Pull out every line in the data below that contains the word "tall", and leave out all the others.

(Stored entries)
————
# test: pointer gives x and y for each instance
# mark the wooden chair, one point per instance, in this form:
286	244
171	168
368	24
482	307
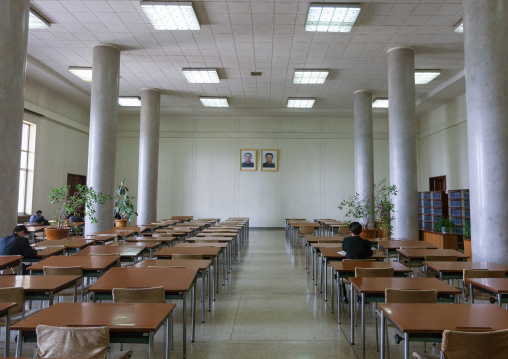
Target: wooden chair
470	343
186	256
405	296
75	342
478	273
69	271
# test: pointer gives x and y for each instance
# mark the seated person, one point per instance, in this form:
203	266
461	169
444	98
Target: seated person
39	218
75	218
356	248
17	244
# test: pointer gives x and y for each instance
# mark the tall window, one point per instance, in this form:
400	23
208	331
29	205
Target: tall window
26	173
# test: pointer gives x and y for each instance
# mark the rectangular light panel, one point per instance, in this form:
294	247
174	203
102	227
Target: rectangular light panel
294	102
201	76
310	76
214	101
36	22
325	17
380	102
129	101
84	73
424	77
165	15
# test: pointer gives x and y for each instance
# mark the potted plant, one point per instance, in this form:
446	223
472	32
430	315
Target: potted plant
361	209
123	205
445	226
84	198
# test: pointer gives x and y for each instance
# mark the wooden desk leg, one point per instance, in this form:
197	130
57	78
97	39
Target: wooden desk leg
184	324
7	334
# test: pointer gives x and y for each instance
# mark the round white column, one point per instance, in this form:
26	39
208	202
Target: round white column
103	132
402	141
364	146
13	45
148	156
486	57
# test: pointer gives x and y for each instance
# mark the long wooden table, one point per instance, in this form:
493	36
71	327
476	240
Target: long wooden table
177	282
127	322
93	266
372	289
427	321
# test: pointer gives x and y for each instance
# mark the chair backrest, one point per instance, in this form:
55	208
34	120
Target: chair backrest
374	272
139	295
431	258
410	295
482	273
72	342
475	344
186	256
306	230
14	294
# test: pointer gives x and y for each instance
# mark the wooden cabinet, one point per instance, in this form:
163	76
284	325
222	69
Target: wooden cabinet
440	240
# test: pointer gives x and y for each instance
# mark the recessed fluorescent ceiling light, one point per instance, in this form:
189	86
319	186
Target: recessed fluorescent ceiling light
165	15
331	17
310	76
380	102
424	77
301	102
36	21
214	101
84	73
459	28
201	76
129	101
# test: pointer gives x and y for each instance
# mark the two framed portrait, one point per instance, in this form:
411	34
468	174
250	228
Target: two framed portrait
269	160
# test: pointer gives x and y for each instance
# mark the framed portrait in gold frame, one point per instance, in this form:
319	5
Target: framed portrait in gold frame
269	160
248	160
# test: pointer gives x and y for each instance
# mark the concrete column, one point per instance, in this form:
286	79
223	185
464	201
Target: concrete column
402	141
13	45
364	147
148	156
486	56
103	132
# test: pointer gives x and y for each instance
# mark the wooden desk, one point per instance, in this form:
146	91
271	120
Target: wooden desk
93	266
127	322
71	245
40	287
418	255
454	270
426	321
494	286
10	261
127	252
347	269
391	246
372	289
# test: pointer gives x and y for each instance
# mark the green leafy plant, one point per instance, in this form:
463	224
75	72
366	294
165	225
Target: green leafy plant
123	204
360	208
84	198
445	226
466	230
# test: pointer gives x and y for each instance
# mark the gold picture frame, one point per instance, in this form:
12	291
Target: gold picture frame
267	163
248	160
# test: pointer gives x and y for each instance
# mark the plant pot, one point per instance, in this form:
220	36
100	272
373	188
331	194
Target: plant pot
56	233
368	233
121	222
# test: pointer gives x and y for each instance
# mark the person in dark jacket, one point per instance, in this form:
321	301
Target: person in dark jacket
39	218
17	244
356	248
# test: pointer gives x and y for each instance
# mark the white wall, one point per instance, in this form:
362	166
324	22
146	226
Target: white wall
199	166
61	142
443	145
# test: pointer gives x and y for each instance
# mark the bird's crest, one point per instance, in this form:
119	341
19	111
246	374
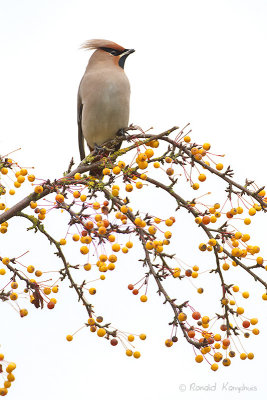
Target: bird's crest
95	44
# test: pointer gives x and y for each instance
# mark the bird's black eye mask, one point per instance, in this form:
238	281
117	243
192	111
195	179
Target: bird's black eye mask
112	51
118	53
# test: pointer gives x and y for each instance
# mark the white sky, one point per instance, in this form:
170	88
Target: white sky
202	62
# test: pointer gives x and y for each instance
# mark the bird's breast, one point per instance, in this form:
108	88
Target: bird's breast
105	97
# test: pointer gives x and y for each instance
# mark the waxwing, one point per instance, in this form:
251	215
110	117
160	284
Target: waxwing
104	94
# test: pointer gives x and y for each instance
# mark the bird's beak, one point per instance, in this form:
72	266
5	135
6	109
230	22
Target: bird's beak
128	52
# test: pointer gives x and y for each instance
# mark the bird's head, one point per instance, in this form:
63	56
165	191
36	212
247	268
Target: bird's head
106	48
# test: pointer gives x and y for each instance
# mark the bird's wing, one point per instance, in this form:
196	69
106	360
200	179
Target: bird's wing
80	132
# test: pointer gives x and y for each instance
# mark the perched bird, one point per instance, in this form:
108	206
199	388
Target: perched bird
104	95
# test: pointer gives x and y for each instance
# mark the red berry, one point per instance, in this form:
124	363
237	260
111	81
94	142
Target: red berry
246	324
196	315
50	305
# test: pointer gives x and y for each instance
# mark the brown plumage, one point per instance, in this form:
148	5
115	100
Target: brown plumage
104	94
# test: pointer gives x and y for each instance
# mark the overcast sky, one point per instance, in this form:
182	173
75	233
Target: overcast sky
202	62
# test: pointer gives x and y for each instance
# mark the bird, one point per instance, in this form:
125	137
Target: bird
104	95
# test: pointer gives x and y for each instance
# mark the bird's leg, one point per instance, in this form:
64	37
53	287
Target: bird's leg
122	132
99	150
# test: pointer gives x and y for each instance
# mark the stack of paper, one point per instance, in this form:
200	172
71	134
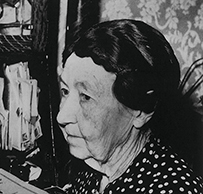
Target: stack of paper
19	118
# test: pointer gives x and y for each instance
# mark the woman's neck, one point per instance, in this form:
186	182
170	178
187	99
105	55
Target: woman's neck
121	158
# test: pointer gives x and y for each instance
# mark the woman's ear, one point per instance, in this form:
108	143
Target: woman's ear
140	118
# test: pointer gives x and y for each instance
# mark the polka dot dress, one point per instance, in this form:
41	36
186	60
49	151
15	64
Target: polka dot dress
155	170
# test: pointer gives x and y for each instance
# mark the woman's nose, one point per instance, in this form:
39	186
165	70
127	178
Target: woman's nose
67	112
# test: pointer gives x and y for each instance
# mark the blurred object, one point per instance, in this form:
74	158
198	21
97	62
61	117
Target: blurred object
15	17
20	128
10	184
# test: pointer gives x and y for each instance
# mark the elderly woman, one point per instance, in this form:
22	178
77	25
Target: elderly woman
117	77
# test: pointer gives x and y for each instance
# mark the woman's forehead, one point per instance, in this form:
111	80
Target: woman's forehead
85	68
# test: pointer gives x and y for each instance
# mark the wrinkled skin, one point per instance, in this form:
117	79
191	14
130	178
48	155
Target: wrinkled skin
92	120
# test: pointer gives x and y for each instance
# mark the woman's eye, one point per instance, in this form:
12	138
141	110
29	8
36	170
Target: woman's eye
64	92
84	97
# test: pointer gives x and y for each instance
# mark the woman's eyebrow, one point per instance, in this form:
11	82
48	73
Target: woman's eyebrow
86	86
61	80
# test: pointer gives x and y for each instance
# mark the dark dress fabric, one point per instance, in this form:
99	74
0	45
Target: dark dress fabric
157	169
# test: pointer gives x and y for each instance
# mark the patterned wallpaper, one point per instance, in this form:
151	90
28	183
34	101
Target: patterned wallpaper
181	22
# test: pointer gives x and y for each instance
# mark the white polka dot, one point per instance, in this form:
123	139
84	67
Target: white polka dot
150	152
144	150
160	186
175	181
155	165
144	160
150	191
166	184
139	175
130	180
179	169
165	176
181	189
142	169
137	164
131	186
163	163
128	170
163	147
140	181
151	145
125	180
170	169
143	189
151	185
187	183
163	191
182	177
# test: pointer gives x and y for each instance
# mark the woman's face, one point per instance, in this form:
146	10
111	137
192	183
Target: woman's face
93	122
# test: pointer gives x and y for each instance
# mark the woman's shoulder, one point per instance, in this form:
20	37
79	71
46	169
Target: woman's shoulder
————
## SOLUTION
# mark the tall window, one point per instance, in this form:
Target: tall window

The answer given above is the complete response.